Short problem »
Copy the following records exactly as they appear, line for line, but leave out the pictures.

Data »

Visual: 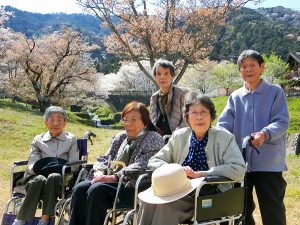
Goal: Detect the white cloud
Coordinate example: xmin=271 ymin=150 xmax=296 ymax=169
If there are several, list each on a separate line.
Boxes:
xmin=0 ymin=0 xmax=82 ymax=14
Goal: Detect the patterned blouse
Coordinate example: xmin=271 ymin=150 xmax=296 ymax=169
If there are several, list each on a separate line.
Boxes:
xmin=182 ymin=131 xmax=209 ymax=171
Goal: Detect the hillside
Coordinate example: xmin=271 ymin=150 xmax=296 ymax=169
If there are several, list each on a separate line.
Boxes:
xmin=2 ymin=7 xmax=300 ymax=64
xmin=0 ymin=97 xmax=300 ymax=225
xmin=211 ymin=7 xmax=300 ymax=60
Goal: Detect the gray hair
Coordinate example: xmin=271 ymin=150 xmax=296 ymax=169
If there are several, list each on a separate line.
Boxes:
xmin=182 ymin=91 xmax=217 ymax=120
xmin=237 ymin=49 xmax=265 ymax=69
xmin=152 ymin=59 xmax=175 ymax=77
xmin=44 ymin=106 xmax=68 ymax=121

Response to this exercise »
Visual: 
Goal: Detect the white cloud
Coordinate example: xmin=271 ymin=150 xmax=296 ymax=169
If there are several, list each on a separate line.
Boxes:
xmin=0 ymin=0 xmax=82 ymax=14
Goal: Detect the patterned blouse
Coordinate example: xmin=271 ymin=150 xmax=296 ymax=169
If there are several, list each on a separate line.
Boxes:
xmin=182 ymin=131 xmax=209 ymax=171
Goal: Detect the hillside
Coordinate example: xmin=271 ymin=150 xmax=296 ymax=169
If there are several, list each on a separate line.
Boxes:
xmin=2 ymin=7 xmax=300 ymax=64
xmin=0 ymin=97 xmax=300 ymax=225
xmin=211 ymin=7 xmax=300 ymax=60
Goal: Detect the gray hair
Coordinate example: xmin=271 ymin=150 xmax=296 ymax=169
If there are several, list each on a separate line.
Boxes:
xmin=182 ymin=91 xmax=217 ymax=120
xmin=237 ymin=49 xmax=265 ymax=69
xmin=152 ymin=59 xmax=175 ymax=77
xmin=44 ymin=106 xmax=68 ymax=121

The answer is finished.